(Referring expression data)
-=-=-

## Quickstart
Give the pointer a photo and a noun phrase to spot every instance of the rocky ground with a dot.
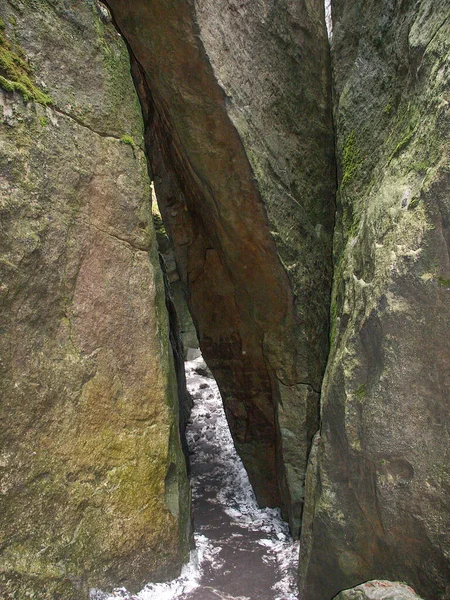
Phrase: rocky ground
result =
(242, 552)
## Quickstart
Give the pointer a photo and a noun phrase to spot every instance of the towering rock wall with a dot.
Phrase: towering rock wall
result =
(379, 479)
(93, 480)
(238, 124)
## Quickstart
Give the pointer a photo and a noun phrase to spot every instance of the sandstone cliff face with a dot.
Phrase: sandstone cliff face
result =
(240, 143)
(378, 482)
(93, 480)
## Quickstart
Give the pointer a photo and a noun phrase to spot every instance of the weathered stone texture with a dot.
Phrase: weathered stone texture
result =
(93, 480)
(380, 507)
(240, 138)
(379, 590)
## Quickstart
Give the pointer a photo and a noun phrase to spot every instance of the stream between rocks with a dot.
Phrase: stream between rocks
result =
(242, 552)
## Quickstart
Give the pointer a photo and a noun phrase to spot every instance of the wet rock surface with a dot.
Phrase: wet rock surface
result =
(243, 552)
(378, 501)
(379, 590)
(93, 481)
(237, 108)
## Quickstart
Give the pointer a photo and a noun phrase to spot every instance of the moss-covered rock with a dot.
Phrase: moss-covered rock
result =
(94, 490)
(243, 158)
(381, 504)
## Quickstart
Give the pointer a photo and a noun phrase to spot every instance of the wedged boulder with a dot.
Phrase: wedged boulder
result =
(379, 590)
(93, 489)
(381, 505)
(238, 122)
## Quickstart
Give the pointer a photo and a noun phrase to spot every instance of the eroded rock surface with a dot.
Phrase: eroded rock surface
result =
(379, 590)
(239, 133)
(379, 506)
(93, 480)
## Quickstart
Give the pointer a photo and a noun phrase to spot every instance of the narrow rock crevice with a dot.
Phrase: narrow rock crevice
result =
(249, 311)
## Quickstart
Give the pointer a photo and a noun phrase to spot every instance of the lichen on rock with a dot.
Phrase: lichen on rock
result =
(89, 396)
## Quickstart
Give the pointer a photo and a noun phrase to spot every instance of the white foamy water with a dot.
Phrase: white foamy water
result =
(242, 552)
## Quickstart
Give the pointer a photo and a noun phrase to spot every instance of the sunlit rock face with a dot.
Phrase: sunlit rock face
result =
(238, 125)
(93, 481)
(378, 501)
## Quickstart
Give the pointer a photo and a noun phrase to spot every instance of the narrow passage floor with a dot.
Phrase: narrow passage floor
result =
(242, 552)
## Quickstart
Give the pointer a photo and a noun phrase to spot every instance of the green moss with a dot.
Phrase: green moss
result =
(414, 203)
(443, 281)
(402, 145)
(158, 224)
(420, 167)
(351, 158)
(360, 391)
(127, 139)
(16, 74)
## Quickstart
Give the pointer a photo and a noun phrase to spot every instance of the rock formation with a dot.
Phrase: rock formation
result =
(379, 590)
(234, 124)
(237, 109)
(378, 502)
(94, 490)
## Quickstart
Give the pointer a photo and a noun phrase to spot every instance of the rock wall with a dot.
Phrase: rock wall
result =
(93, 480)
(378, 481)
(238, 122)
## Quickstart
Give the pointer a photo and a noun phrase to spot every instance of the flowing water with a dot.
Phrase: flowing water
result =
(242, 552)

-=-=-

### What is being asked
Each entry above needs to be restated without a single word changed; skip the images.

### Result of the task
## Quickstart
Give the pointer a photo and a noun phrase to spot every instance of the rocky ground with a dot.
Phrase: rocky ground
result =
(242, 552)
## Quickstart
Give the pointer a photo and a noun phrase to spot every instance of the towering rock wall with a dot.
Phrase: towering rock wall
result =
(379, 479)
(93, 480)
(238, 124)
## Quickstart
Give the pointer a photo and a noun phrase to spot every instance of the sandstone cliff face with a dot.
Phrase: sandstone cliff face
result =
(240, 143)
(378, 482)
(93, 480)
## Quickstart
Give the pointer a photo and a noun phrase to spot every instance of the weathered stone texture with a dot.
Phrase: weathered stone texture
result =
(93, 480)
(380, 507)
(240, 138)
(379, 590)
## Quickstart
Give the pointer a photo and a noun phrase to spot every instance of the stream between rocks with a dot.
Phrase: stream between rocks
result =
(242, 552)
## Quickstart
Give the pointer a photo and a noun phrase to spot every instance of the wet rock surface with a dot.
Phrase: wet rock surface
result =
(243, 552)
(378, 501)
(379, 590)
(93, 481)
(237, 108)
## Quickstart
Give the pointer a photo and a noun phrase to spot every instance of the moss-covered rock with a dot.
Phrase: moss-covered rock
result =
(94, 490)
(243, 158)
(381, 504)
## Quickstart
Give the pointer a photo and a noun phrase to spot every instance of the wedged boulder with a dot.
Phrase: wedged boulder
result =
(379, 590)
(93, 489)
(381, 505)
(238, 122)
## Quickstart
Give the pointer a photo and a noun phrase to spot every instance of the eroded rock surface with a dot.
Phrase: eroded rock surface
result =
(379, 590)
(239, 133)
(379, 506)
(93, 480)
## Quickstart
Give the pointer a photo and a noun phrase to spot every instance of the narrow rock crevice with a dot.
Phrase: narrow rock crevice
result =
(249, 311)
## Quickstart
Give the pointer a photo and a noun phrase to spot every instance of the lichen on rock with a dot.
Phrase: lichen on rock
result =
(89, 396)
## Quickstart
Give the pointer a photo and a noun phrase to spot every instance of the white foamy water with a dot.
Phrase: white foamy water
result =
(242, 552)
## Quickstart
Give the pointer a photo and a noun phrase to spot every instance of the sunlit rock face with a dot.
Phrase: sunlit rock face
result =
(238, 125)
(93, 481)
(378, 501)
## Quickstart
Give the pointer a photo and a noun phrase to spot every instance of the narrow passage floor with a dot.
Phrase: narrow passage floor
result =
(242, 552)
## Quickstart
Give the pointer a photo and a noun phrase to spot every instance of the green moss with a dot.
Phrase: green moss
result =
(414, 203)
(443, 281)
(402, 145)
(158, 224)
(420, 167)
(351, 158)
(360, 391)
(127, 139)
(16, 74)
## Quickstart
Give the pointer a photo and a noun phrase to spot every instance of the rock formation with a dot.
Phrase: rock formation
result =
(379, 590)
(234, 124)
(237, 109)
(378, 502)
(94, 490)
## Quickstart
Give the pointer a photo and a noun phrase to spot every instance of the rock wall with a dot.
Phrase: rock wall
result =
(93, 480)
(378, 481)
(238, 122)
## Quickstart
Give the pointer a photo and a noun phrase to spot every instance of the flowing water with a dot.
Phrase: flowing water
result =
(242, 552)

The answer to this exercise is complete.